**Directives**.
1/ Answer these questions using the essay on Marxism below.
(a) Who is named as the author of the essay?
(b) At which institute did Richard Wolff give the linked lecture?
(c) In Wolff's scenario, what compensation does the Worker get for taking part in production?
2/ List every person mentioned by name in the essay on Marxism below.
3/ Resume the essay on Marxism below, writing in the same voice and starting after its last sentence.

**Source document**.
Composting Marxism with Konkin

Composting Marxism with Konkin

by Alex Utopium

The last Marxist isn’t born yet. No matter the evidence against the theories, both practical and more paper-bound versions, there will always be those that will pick up and promote the ideology. Here, I will showcase two such persons and give a free market look on snippets of their work.

 

 

Wacky World of Marxist Math

 

There are few people that take the Marxist school of economics as serious as Richard Wolff does. He has worked with the source material for about the same amount of time that Karl Marx himself did (if not more!), making his dedication to his craft very impressive.

 

Sadly, he repeats the same mistakes in regards to entrepreneurship as all Marxists must do, since it’s built into the code to view the entrepreneur the same as the Feudal Landlord and mistake every single employer as a Monopolist.

 

The Exploitation Theory put forth by Karl Marx, even in its most stripped-down and bare-bones form, requires that you have to assume (at least) two very specific things:

 

  • Every wage laborer knows a craft or task well enough to get paid by someone else to do it, but can’t gather Means of Production/Capital themselves for some reason.
  • Time perspective and preference only matter when working with the theory, everywhere else they have to be ignored or the whole thing will be bust. [1]

 

Here is a time stamped link to one of Richard Wolff’s lectures at Levy Economics Institute where he explains the general idea in very simple terms and in a very basic scenario. The Capitalist that Richard Wolff talks about in the linked lecture provides materials and sells the finished product on the market, and the compensation the Worker gets for participating in the production stage is a Wage, a paycheck.

 

In Wolff’s mind, and in Marxist theory, the Capitalist exploits the worker here but for this to be true we need both the assumptions met to make the theory work in favor of Marx/Wolff:

 

First off, the wage laborer would need an interest in gathering material herself before production, and to be able to sell the product post-production all by herself (or at the very least coordinate this, as the capitalist does), but not have an opportunity to do just that. Do finding a place to buy wood, glue, and a marketplace to sell in, sound unrealistic and far fetched in the 21st century?

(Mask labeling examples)
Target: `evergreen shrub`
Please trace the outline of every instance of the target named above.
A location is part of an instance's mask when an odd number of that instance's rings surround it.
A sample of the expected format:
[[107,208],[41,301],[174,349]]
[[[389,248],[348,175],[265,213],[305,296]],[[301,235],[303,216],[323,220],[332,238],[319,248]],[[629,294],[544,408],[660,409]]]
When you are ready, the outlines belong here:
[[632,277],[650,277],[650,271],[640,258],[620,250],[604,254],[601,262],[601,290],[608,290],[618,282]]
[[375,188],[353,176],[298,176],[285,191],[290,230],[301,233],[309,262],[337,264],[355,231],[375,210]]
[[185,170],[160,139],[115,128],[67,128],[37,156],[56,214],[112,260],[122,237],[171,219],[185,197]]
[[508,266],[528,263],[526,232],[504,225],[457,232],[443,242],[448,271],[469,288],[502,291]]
---
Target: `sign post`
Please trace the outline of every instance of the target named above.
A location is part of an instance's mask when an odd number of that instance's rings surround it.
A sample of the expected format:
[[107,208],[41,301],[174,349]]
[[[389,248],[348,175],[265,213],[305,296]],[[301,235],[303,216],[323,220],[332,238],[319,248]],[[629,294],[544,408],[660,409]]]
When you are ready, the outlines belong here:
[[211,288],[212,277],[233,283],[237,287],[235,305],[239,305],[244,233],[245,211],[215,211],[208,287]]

**Results in order**.
1/
(a) Alex Utopium
(b) Levy Economics Institute
(c) A Wage, a paycheck

2/ Konkin, Alex Utopium, Richard Wolff, Karl Marx

3/
Hardly. The marketplaces are too many, the means of production so cheap and credit so bountiful that it goes against reason to think like this. Was the case more difficult when Marx and Engels were writing? Perhaps. Now? No.

 

If the Wage laborer had an interest in not being a wage laborer and instead went the entrepreneurial route, there is a world of opportunities in this day and age to do just that. If she isn’t doing this, we have to assume that the risk is too high or the reward too small in the mind of the laborer and that cashing paychecks is preferable.

It is precisely the risk part that the Agorist necessarily must understand:

 

The basic law of counter-economics is to trade risk for profit. Having done so, one naturally (acting to remove felt unease) attempts to reduce the risks. If you reduce your risks while others continue to face the higher risks, you naturally out-compete and survive longer. You profit.”

– Konkin, Agorist Primer p.46

 

The Agorist entrepreneur can reduce their risks in many ways, of course, but the most common ones are to make products that people want, peacefully, with higher quality and/or at a better price than the competition. Marxists, on the other hand, decrease the risk by playing Proletarian Dictators instead — by bending the market, workforce and capital to the political elites’ will as per the Leninist formula.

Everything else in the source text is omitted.